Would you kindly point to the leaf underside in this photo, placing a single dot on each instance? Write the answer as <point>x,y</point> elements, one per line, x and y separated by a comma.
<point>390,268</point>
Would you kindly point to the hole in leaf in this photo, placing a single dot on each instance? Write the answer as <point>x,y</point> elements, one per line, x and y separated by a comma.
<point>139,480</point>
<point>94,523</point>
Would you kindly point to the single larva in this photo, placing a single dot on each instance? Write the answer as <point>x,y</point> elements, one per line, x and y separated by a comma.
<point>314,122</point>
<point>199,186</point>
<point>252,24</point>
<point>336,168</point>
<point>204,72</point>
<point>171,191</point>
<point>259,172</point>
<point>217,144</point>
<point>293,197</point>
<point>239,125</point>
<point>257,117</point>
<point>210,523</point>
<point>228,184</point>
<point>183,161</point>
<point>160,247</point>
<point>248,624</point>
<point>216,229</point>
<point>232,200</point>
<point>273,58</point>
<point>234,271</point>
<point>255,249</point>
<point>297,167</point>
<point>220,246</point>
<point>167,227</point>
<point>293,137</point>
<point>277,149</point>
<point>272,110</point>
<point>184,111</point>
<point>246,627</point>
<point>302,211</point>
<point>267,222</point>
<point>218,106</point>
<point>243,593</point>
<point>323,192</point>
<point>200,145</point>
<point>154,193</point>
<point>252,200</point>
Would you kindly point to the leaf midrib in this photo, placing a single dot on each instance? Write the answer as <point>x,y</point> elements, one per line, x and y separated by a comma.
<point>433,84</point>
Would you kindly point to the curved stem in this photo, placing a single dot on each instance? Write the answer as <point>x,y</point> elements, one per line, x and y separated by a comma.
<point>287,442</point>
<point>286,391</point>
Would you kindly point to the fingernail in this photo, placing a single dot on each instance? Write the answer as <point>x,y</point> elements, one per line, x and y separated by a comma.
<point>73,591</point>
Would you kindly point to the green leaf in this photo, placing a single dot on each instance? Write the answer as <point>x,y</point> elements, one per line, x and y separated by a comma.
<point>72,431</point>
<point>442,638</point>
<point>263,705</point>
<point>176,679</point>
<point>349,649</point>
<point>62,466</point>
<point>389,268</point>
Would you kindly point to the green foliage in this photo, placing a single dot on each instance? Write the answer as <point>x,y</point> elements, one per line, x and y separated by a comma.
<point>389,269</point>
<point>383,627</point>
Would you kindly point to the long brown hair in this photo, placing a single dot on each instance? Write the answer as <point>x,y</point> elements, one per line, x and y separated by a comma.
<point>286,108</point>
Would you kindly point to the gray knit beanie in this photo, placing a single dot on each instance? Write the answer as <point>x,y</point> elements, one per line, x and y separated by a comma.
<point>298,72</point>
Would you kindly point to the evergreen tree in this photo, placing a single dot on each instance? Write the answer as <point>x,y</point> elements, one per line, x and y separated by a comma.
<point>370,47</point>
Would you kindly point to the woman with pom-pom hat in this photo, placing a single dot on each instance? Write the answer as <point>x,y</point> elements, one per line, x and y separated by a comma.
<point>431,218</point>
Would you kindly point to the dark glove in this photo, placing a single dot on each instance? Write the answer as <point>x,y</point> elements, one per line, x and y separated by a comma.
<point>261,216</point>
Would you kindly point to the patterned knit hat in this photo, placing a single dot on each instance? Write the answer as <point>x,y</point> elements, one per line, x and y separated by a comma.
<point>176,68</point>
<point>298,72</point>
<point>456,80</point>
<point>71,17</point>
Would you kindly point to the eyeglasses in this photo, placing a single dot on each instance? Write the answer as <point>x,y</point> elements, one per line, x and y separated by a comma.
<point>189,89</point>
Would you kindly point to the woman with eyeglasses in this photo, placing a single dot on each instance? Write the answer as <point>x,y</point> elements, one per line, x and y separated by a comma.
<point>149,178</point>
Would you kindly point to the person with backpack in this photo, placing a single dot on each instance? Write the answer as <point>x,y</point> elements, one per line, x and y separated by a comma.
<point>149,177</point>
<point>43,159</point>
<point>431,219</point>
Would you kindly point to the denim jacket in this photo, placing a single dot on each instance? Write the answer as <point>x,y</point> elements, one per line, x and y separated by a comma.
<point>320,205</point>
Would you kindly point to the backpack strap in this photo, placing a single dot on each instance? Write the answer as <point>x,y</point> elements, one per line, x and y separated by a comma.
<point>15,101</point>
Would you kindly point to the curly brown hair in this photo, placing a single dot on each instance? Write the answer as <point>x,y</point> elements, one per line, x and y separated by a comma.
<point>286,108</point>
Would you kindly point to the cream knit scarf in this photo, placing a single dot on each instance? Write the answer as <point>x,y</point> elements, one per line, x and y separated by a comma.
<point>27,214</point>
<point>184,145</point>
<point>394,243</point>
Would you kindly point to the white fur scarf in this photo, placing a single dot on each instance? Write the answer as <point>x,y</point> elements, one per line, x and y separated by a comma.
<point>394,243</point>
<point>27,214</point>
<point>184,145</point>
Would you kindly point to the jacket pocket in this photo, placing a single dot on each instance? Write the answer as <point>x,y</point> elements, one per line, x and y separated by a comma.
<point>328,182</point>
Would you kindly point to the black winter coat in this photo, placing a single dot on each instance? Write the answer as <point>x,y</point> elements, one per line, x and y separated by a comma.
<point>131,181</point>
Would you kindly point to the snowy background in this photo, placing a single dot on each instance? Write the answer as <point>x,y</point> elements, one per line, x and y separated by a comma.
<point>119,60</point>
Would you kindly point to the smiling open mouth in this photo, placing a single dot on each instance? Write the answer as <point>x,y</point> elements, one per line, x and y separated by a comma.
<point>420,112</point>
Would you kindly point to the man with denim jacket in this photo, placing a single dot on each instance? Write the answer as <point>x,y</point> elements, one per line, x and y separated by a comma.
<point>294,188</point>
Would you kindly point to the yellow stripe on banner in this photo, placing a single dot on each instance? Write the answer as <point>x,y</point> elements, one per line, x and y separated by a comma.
==========
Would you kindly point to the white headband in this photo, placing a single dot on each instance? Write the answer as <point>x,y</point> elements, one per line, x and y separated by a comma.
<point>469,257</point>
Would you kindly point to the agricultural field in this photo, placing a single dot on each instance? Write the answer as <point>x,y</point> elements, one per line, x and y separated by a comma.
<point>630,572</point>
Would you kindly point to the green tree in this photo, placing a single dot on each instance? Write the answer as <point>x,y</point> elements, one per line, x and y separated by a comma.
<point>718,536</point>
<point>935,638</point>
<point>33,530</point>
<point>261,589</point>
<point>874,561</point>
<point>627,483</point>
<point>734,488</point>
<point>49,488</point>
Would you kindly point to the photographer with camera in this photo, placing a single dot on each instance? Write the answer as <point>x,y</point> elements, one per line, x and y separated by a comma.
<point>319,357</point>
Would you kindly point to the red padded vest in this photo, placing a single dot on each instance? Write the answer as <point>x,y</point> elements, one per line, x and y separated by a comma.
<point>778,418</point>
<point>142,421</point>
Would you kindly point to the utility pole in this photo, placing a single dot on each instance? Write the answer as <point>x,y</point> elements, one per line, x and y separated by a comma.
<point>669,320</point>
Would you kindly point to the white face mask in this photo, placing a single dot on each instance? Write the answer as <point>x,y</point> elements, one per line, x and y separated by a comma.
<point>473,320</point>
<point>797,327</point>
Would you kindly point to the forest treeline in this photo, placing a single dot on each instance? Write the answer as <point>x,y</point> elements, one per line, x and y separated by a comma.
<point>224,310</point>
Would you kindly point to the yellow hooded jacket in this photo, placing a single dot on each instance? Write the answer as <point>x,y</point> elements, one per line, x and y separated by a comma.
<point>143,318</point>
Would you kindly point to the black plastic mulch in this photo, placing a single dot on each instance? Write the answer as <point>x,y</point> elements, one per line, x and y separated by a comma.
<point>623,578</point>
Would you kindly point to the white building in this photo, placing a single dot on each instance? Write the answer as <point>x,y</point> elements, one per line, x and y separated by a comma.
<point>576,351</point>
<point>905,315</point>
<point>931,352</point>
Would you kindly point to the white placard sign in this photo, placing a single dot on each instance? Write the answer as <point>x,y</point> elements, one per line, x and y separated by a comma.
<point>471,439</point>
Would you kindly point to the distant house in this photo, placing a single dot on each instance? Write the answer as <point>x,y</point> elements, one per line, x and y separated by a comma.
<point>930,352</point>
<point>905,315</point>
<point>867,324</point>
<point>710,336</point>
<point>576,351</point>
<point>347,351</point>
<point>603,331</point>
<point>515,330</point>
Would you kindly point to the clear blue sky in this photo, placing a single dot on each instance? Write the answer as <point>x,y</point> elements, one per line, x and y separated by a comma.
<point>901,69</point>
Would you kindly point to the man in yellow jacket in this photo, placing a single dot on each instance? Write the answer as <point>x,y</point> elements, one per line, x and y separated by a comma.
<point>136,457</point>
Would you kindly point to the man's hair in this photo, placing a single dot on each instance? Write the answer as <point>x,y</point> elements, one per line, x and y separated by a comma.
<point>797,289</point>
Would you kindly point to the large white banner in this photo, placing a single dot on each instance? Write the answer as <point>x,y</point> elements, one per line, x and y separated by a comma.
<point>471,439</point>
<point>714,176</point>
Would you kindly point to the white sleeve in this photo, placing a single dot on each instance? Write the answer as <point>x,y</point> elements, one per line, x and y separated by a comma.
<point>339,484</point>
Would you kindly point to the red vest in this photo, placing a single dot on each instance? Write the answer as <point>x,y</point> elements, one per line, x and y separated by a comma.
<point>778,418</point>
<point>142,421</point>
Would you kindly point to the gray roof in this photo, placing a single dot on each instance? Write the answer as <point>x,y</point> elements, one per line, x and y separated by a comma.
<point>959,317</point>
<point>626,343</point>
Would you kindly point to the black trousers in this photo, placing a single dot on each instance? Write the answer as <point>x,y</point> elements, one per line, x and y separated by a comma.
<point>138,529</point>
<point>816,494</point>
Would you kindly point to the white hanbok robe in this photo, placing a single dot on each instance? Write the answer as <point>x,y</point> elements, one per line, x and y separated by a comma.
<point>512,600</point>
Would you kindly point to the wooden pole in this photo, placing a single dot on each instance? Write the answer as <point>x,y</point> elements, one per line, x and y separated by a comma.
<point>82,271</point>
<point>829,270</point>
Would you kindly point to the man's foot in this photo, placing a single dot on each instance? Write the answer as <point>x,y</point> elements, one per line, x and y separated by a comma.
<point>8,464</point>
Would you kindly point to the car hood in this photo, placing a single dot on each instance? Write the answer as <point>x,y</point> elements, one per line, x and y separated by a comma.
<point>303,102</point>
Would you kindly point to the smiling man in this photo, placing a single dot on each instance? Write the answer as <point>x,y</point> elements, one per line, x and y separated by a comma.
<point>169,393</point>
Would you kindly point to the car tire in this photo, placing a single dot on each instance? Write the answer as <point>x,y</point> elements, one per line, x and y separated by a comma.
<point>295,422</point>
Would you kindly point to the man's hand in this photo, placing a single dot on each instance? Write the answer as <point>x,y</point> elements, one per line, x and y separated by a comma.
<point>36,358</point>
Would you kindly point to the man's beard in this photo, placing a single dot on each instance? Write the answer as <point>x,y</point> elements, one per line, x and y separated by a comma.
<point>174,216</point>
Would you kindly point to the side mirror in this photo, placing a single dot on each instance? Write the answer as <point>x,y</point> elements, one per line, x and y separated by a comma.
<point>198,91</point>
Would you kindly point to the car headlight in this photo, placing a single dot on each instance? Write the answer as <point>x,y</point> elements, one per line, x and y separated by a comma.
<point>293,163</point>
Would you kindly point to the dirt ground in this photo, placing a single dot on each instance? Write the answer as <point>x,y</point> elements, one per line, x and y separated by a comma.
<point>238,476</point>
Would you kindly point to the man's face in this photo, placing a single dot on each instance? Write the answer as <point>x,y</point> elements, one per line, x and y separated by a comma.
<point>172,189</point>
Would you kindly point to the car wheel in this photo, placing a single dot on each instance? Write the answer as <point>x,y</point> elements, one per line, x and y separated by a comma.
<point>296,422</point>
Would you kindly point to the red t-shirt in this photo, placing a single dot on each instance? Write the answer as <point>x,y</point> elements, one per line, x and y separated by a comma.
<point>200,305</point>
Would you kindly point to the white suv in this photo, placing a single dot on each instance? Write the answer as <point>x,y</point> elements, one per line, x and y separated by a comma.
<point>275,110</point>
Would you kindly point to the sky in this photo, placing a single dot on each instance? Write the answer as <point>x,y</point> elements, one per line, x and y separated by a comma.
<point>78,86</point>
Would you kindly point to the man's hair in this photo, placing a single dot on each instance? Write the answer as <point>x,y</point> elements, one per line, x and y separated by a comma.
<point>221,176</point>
==========
> **WORK REQUEST**
Take the listing above and repeat exactly the lines from the one containing "Would you kindly point to the white fur" through the one containing "Would you kindly point to the yellow stripe", both included.

> **YOUR RESPONSE**
Would you kindly point to the white fur scarf in this photo, placing a single dot on each instance? Write the answer as <point>x,y</point> elements, one per line, x and y separated by a comma.
<point>394,243</point>
<point>27,214</point>
<point>184,145</point>
Would you kindly point to the jacket pocket in this photo, placing a single dot on each instance? Write the answer as <point>x,y</point> elements, one per line, x and y separated by a comma.
<point>328,182</point>
Would you kindly point to the black winter coat in this photo, placing a single dot on each instance? Write the answer as <point>x,y</point> elements, one per line, x and y separated by a comma.
<point>131,181</point>
Would you kindly point to the snowy background in this photo, placing a single dot on each instance? Write the answer as <point>x,y</point> elements, one per line, x and y separated by a comma.
<point>119,60</point>
Would you kindly point to the smiling open mouth in this photo, placing a single dot on each instance? Write the answer as <point>x,y</point> elements, one per line, x and y separated by a comma.
<point>420,112</point>
Would you kindly point to the man with denim jacket in this photo, placing a single dot on each instance? Write the answer as <point>x,y</point> elements, one per line, x and y separated by a comma.
<point>294,188</point>
Would you kindly point to the yellow stripe on banner in this photo, placing a single dot on each instance? Write the answer as <point>x,y</point> elements, one per line, x and y separated by a comma.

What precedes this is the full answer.